Point annotations for photos:
● ● ● ●

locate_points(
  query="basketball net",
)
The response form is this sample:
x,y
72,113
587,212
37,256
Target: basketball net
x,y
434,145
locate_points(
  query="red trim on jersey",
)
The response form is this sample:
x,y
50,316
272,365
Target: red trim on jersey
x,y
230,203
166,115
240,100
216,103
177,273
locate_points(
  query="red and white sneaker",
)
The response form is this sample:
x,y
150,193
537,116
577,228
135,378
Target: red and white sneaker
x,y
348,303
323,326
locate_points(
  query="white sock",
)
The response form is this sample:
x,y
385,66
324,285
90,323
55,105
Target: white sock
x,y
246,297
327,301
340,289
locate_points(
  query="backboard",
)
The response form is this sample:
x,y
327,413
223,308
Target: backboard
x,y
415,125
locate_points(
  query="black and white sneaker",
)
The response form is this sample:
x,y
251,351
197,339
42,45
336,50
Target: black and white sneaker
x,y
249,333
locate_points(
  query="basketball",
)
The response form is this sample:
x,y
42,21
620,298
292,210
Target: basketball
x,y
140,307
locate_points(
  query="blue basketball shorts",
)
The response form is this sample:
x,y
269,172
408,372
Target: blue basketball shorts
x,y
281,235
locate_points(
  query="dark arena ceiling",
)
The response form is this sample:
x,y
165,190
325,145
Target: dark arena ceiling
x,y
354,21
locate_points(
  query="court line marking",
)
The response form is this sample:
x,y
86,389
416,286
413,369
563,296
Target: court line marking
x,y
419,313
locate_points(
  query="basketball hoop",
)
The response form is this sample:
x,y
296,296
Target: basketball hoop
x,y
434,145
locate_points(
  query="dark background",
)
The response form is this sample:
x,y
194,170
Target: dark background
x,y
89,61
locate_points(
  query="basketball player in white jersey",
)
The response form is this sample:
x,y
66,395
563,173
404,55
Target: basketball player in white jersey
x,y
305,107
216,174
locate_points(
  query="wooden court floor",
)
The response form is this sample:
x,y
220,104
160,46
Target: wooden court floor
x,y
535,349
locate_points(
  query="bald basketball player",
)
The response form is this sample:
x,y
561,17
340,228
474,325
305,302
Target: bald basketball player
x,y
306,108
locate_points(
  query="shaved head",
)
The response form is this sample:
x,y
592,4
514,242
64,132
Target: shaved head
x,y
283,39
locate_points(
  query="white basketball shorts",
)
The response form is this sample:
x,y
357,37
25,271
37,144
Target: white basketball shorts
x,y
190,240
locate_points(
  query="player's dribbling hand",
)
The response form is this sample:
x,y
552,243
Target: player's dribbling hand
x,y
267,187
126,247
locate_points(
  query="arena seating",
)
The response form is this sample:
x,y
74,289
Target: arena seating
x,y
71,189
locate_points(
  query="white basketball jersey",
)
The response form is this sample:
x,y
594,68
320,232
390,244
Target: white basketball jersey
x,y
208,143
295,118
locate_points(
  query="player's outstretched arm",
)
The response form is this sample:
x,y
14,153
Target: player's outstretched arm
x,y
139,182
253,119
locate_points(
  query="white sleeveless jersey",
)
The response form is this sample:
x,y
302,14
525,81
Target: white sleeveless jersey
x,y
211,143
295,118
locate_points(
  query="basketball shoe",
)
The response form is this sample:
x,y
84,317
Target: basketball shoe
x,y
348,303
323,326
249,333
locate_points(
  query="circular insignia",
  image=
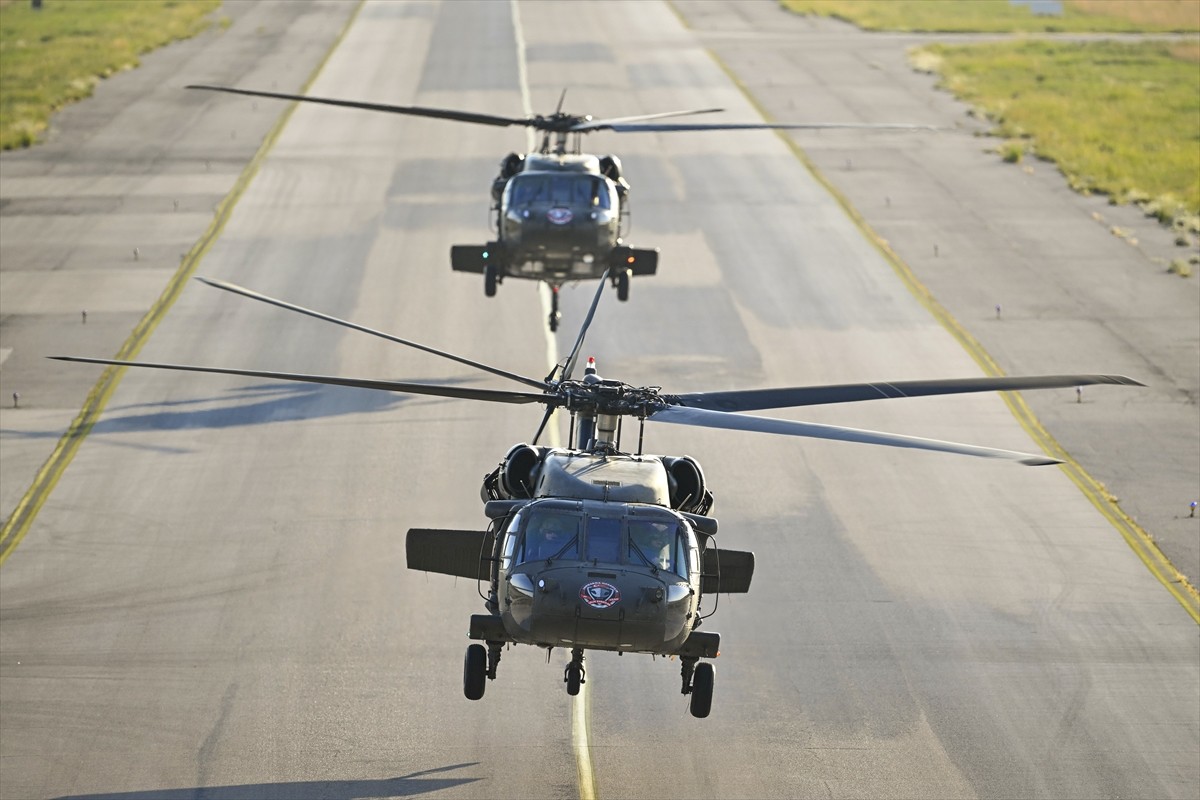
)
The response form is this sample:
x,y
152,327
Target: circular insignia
x,y
559,216
599,594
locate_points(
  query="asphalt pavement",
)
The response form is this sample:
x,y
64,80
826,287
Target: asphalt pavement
x,y
213,600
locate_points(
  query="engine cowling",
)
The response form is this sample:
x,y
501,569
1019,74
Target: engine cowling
x,y
516,475
685,481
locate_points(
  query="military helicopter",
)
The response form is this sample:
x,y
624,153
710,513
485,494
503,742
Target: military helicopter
x,y
591,547
559,214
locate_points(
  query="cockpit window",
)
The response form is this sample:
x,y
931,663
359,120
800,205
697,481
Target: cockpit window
x,y
567,188
550,535
652,543
604,540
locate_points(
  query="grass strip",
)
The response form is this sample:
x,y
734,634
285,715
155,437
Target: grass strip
x,y
1117,118
57,54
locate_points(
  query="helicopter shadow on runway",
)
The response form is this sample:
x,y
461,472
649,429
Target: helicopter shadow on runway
x,y
403,786
267,403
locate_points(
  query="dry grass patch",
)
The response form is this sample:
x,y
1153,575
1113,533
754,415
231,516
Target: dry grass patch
x,y
55,55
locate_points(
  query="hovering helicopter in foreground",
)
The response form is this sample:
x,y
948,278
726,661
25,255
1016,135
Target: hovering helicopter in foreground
x,y
559,212
592,547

● ● ● ●

## Written request:
Repeat all of the data above word for word, minus the pictures.

## Task output:
locate_points(
  query="basketball net",
)
The response form is this sample:
x,y
72,113
587,212
37,256
Target: basketball net
x,y
434,145
locate_points(
  query="red trim on jersey",
)
The response form is this sample:
x,y
50,316
272,365
Target: red trim on jersey
x,y
230,203
166,115
240,100
216,103
177,273
locate_points(
  query="red and white sneaker",
)
The response form is this sample:
x,y
150,193
537,116
577,228
135,378
Target: red and white sneaker
x,y
348,303
323,326
locate_points(
  query="white sock",
)
The response form is this sample:
x,y
385,66
324,285
90,323
55,105
Target: white sock
x,y
246,297
327,301
340,289
locate_points(
  query="backboard",
)
The response form is this sample:
x,y
327,413
223,308
Target: backboard
x,y
415,125
locate_points(
  query="black and white sneaker",
)
The response form is this sample:
x,y
251,351
197,339
42,45
336,50
Target: black and white sneaker
x,y
249,333
locate_points(
  query="basketball",
)
The response form is this sample:
x,y
42,21
620,298
292,210
Target: basketball
x,y
140,307
locate_points(
  query="blue basketball shorts",
)
The response form is this sample:
x,y
269,172
408,372
Target: blue basketball shorts
x,y
281,235
locate_points(
  query="dark arena ceiling",
)
The response form is this sample:
x,y
165,190
325,145
Target: dark arena ceiling
x,y
354,21
locate_points(
  query="court line marking",
)
The response form is this sample:
x,y
86,389
416,286
413,369
563,296
Target: court line marking
x,y
419,313
locate_points(
  query="basketball hoop",
)
The response form is this sample:
x,y
296,296
Target: basketball hoop
x,y
434,145
locate_points(
  query="dark background",
)
The response form is this sample:
x,y
194,170
Target: dark background
x,y
89,61
locate_points(
  query="basketball player in white jersey",
)
The response form is this sample:
x,y
66,395
563,173
404,55
Target: basketball player in white jersey
x,y
305,107
216,174
locate_points(
  query="wooden court floor",
)
The response form is this sample:
x,y
220,104
160,46
Target: wooden court floor
x,y
535,349
locate_points(
  query="bald basketball player",
)
The response form is this sample:
x,y
561,17
340,228
474,325
305,302
Target: bald basketball player
x,y
306,108
locate_points(
  query="shaved head",
)
The response form is this sample:
x,y
592,4
514,242
64,132
Target: shaved head
x,y
283,39
locate_points(
  query="white basketball shorts",
)
The response form is this sample:
x,y
357,37
25,271
37,144
Target: white basketball shorts
x,y
190,240
locate_points(
  query="player's dribbling hand",
)
The response form is this sample:
x,y
552,243
Target: player's dribbling hand
x,y
267,187
126,247
locate_points(
  query="arena seating",
)
The response form is this sample:
x,y
74,289
Target: arena seating
x,y
71,189
locate_points(
  query="white basketball jersey",
)
The response form is this sample:
x,y
594,68
320,232
390,244
Target: white basketball jersey
x,y
208,143
295,118
locate_points(
  query="player's outstretched arm",
)
The response form is this sample:
x,y
14,153
Target: player's outstretched arm
x,y
139,182
253,119
locate_points(
  query="white sleeveless jersey",
)
The response form is this sample:
x,y
302,14
525,81
Target: white sleeveless jersey
x,y
211,143
295,118
locate_points(
  query="basketball shoe",
)
The response form is this sample:
x,y
84,317
Target: basketball shoe
x,y
348,303
323,326
249,333
locate_points(
  query="circular insignia",
  image=
)
The response form is this sample:
x,y
152,327
Target: circular insignia
x,y
559,216
599,594
locate_points(
  query="asphalt pavement",
)
The response form is this sample:
x,y
64,80
826,287
Target: asphalt pavement
x,y
213,600
locate_points(
  query="engine cowling",
)
The response form is this sample:
x,y
501,569
1019,74
Target: engine cowling
x,y
516,475
685,481
locate_points(
  query="military helicopter",
)
The response form is this sample:
x,y
624,153
710,513
485,494
503,742
Target: military helicopter
x,y
591,547
559,214
locate_points(
  query="cockpit window",
)
The response form is this sample:
x,y
931,663
359,120
800,205
697,481
Target: cockpit window
x,y
567,188
550,535
652,543
604,540
locate_points(
  query="grass strip",
)
The response form is this sample:
x,y
734,634
285,715
155,437
Target: grass strip
x,y
1117,118
57,54
locate_points(
  query="helicopter shadow on runway",
)
The response form is this sample:
x,y
461,472
649,429
Target: helicopter shadow on runway
x,y
403,786
267,403
locate_points(
  query="dry grass patch",
)
The response form is this sample:
x,y
1153,575
1113,533
754,415
231,516
Target: dry grass patch
x,y
55,55
locate_points(
  query="hovering helicopter in foreground",
)
The response form is this sample:
x,y
948,278
726,661
25,255
1016,135
Target: hovering helicopter in foreground
x,y
559,212
592,547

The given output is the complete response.